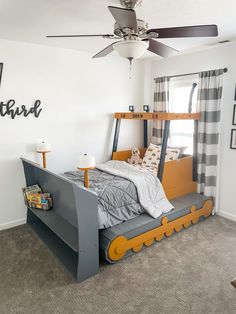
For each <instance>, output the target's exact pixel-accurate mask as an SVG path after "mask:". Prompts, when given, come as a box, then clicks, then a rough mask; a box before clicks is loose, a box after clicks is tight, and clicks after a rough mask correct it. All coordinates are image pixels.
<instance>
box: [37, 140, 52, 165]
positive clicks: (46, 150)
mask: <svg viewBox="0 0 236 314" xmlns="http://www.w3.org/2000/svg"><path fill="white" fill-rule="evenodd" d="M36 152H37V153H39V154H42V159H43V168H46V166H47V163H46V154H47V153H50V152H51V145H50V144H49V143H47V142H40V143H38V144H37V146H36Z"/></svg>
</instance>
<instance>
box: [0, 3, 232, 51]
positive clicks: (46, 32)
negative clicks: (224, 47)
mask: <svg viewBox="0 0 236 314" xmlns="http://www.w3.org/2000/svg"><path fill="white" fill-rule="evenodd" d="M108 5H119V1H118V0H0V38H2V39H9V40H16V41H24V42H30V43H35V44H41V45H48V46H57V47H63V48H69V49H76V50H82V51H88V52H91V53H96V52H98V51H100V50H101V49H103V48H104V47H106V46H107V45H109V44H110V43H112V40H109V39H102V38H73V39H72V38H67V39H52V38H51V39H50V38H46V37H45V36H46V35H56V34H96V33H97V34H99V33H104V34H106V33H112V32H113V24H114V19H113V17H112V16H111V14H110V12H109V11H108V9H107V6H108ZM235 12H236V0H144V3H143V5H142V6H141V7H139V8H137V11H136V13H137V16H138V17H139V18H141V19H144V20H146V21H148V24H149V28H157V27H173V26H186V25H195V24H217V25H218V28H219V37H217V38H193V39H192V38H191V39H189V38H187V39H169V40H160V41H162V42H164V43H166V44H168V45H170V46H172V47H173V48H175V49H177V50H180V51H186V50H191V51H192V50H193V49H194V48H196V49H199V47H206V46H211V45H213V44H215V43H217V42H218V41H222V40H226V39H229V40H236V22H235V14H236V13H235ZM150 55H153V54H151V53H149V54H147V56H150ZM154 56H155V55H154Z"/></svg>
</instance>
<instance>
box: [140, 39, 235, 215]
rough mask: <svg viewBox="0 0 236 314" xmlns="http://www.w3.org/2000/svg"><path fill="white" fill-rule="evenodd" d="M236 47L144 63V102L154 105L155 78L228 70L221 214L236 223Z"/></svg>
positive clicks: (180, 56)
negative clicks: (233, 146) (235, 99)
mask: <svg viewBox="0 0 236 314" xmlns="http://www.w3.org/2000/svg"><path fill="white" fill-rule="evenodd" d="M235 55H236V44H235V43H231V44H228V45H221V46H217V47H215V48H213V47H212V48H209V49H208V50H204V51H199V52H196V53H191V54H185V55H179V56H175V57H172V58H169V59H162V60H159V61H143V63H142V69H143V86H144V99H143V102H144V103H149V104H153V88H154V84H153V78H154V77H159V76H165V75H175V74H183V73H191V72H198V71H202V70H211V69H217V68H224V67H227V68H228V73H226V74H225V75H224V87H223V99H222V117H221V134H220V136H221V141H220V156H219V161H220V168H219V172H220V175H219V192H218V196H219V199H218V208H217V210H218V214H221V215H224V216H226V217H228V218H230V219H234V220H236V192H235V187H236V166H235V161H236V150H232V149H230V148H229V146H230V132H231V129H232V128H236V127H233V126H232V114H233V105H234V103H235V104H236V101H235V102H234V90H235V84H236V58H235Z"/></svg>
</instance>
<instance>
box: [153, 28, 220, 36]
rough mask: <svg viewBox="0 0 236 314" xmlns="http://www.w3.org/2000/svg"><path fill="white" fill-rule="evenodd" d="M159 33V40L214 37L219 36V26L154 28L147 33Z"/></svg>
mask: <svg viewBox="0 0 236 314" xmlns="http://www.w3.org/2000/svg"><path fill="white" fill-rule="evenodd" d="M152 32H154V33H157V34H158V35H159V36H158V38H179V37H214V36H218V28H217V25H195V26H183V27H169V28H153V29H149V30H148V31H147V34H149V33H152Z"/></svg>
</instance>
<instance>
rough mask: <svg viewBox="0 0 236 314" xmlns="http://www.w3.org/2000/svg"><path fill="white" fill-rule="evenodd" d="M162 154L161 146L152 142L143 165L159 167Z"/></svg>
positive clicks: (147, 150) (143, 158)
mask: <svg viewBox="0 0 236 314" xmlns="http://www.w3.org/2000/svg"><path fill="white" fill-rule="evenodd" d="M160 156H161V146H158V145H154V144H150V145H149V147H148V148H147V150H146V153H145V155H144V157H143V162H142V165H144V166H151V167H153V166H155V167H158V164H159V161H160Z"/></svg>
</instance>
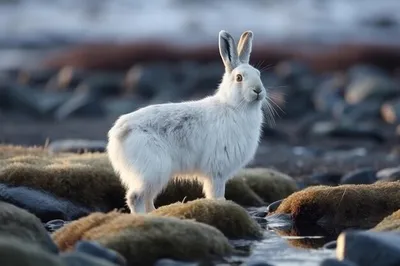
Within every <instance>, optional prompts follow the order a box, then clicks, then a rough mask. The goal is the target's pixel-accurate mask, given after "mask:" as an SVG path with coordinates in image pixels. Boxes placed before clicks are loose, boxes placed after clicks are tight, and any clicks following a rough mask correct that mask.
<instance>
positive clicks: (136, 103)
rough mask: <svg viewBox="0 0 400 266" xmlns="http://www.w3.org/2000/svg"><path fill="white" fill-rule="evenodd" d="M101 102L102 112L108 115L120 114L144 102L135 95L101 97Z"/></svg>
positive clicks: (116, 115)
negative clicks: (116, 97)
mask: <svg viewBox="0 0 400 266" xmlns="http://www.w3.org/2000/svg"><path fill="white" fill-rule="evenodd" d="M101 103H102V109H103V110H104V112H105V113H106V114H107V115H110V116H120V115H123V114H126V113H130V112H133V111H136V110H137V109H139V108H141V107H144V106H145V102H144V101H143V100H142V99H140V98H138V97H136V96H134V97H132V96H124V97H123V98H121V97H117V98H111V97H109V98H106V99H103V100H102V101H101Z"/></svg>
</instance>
..............................
Exercise >> An exact copy of every entry, minus the pictures, is what you should return.

Output >>
For each <instance>, output the target's exact pixel-accurate mask as an SVG path after "mask:". Prompts, when given, come as a box, then clicks, then a rough mask; a box before clicks is loose, a box after clicks is tight, and clicks after a rough mask correct it. All coordinates are image pixels.
<instance>
box: [37, 140, 52, 165]
positive clicks: (46, 150)
mask: <svg viewBox="0 0 236 314" xmlns="http://www.w3.org/2000/svg"><path fill="white" fill-rule="evenodd" d="M36 152H37V153H39V154H42V159H43V168H46V166H47V163H46V154H47V153H50V152H51V145H50V144H49V143H47V142H40V143H38V144H37V146H36Z"/></svg>
</instance>
<instance>
box: [0, 3, 232, 51]
positive clicks: (46, 32)
negative clicks: (224, 47)
mask: <svg viewBox="0 0 236 314" xmlns="http://www.w3.org/2000/svg"><path fill="white" fill-rule="evenodd" d="M108 5H119V1H118V0H0V38H2V39H9V40H16V41H24V42H30V43H35V44H41V45H48V46H57V47H63V48H69V49H76V50H82V51H88V52H91V53H96V52H98V51H100V50H101V49H103V48H104V47H106V46H107V45H109V44H110V43H112V40H109V39H102V38H73V39H72V38H67V39H52V38H51V39H50V38H46V37H45V36H46V35H56V34H96V33H97V34H99V33H104V34H106V33H112V32H113V24H114V19H113V17H112V16H111V14H110V12H109V11H108V9H107V6H108ZM235 12H236V0H144V3H143V5H142V6H141V7H139V8H137V11H136V13H137V16H138V17H139V18H141V19H144V20H146V21H148V24H149V28H157V27H173V26H186V25H195V24H217V25H218V28H219V37H217V38H193V39H192V38H191V39H189V38H187V39H169V40H160V41H162V42H164V43H166V44H168V45H170V46H172V47H173V48H175V49H177V50H180V51H186V50H191V51H192V50H193V49H194V48H196V49H199V47H206V46H211V45H213V44H215V43H217V42H218V41H222V40H226V39H229V40H236V22H235V14H236V13H235ZM150 55H153V54H151V53H149V54H147V56H150ZM154 56H155V55H154Z"/></svg>
</instance>
<instance>
box: [140, 39, 235, 215]
rough mask: <svg viewBox="0 0 236 314" xmlns="http://www.w3.org/2000/svg"><path fill="white" fill-rule="evenodd" d="M236 47L144 63V102L154 105L155 78L228 70L221 214L236 223Z"/></svg>
positive clicks: (180, 56)
negative clicks: (233, 146) (235, 99)
mask: <svg viewBox="0 0 236 314" xmlns="http://www.w3.org/2000/svg"><path fill="white" fill-rule="evenodd" d="M235 55H236V44H235V43H231V44H228V45H221V46H217V47H215V48H213V47H212V48H209V49H208V50H204V51H199V52H196V53H191V54H185V55H179V56H175V57H172V58H169V59H162V60H159V61H143V63H142V69H143V86H144V99H143V102H144V103H149V104H153V88H154V84H153V78H154V77H159V76H165V75H175V74H183V73H191V72H198V71H202V70H211V69H217V68H224V67H227V68H228V73H226V74H225V75H224V87H223V99H222V117H221V134H220V136H221V141H220V156H219V161H220V168H219V172H220V175H219V192H218V196H219V199H218V208H217V210H218V214H221V215H224V216H226V217H228V218H230V219H234V220H236V192H235V187H236V166H235V161H236V150H232V149H230V148H229V146H230V132H231V129H232V128H236V127H233V126H232V114H233V105H234V103H235V104H236V101H235V102H234V90H235V84H236V58H235Z"/></svg>
</instance>
<instance>
box: [153, 28, 220, 36]
rough mask: <svg viewBox="0 0 236 314" xmlns="http://www.w3.org/2000/svg"><path fill="white" fill-rule="evenodd" d="M159 33V40L214 37L219 36V26L154 28L147 33Z"/></svg>
mask: <svg viewBox="0 0 236 314" xmlns="http://www.w3.org/2000/svg"><path fill="white" fill-rule="evenodd" d="M152 32H154V33H157V34H158V35H159V36H158V38H179V37H214V36H218V28H217V25H195V26H183V27H169V28H153V29H149V30H148V31H147V34H149V33H152Z"/></svg>
</instance>
<instance>
rough mask: <svg viewBox="0 0 236 314" xmlns="http://www.w3.org/2000/svg"><path fill="white" fill-rule="evenodd" d="M162 154L161 146L152 142L143 165L159 167Z"/></svg>
positive clicks: (147, 150) (143, 158)
mask: <svg viewBox="0 0 236 314" xmlns="http://www.w3.org/2000/svg"><path fill="white" fill-rule="evenodd" d="M160 156H161V146H158V145H154V144H150V145H149V147H148V148H147V150H146V153H145V155H144V157H143V162H142V165H144V166H151V167H153V166H155V167H158V164H159V161H160Z"/></svg>
</instance>
Within every <instance>, optional prompts follow the order a box, then clicks, then a rough mask. The goal is the target's pixel-accurate mask, given after "mask:" as an SVG path with coordinates in image pixels. Boxes placed before clicks are loose, boxes placed after clicks are tight, and any clicks following a rough mask correct that mask.
<instance>
positive clicks: (136, 103)
rough mask: <svg viewBox="0 0 400 266" xmlns="http://www.w3.org/2000/svg"><path fill="white" fill-rule="evenodd" d="M101 102L102 112L108 115L120 114L144 102L135 95L101 97Z"/></svg>
positive clicks: (116, 115)
negative clicks: (116, 97)
mask: <svg viewBox="0 0 400 266" xmlns="http://www.w3.org/2000/svg"><path fill="white" fill-rule="evenodd" d="M101 103H102V109H103V110H104V112H105V113H106V114H107V115H110V116H120V115H123V114H126V113H130V112H133V111H136V110H137V109H139V108H141V107H144V106H145V102H144V101H143V100H142V99H140V98H138V97H136V96H134V97H132V96H124V97H123V98H121V97H117V98H111V97H109V98H106V99H103V100H102V101H101Z"/></svg>
</instance>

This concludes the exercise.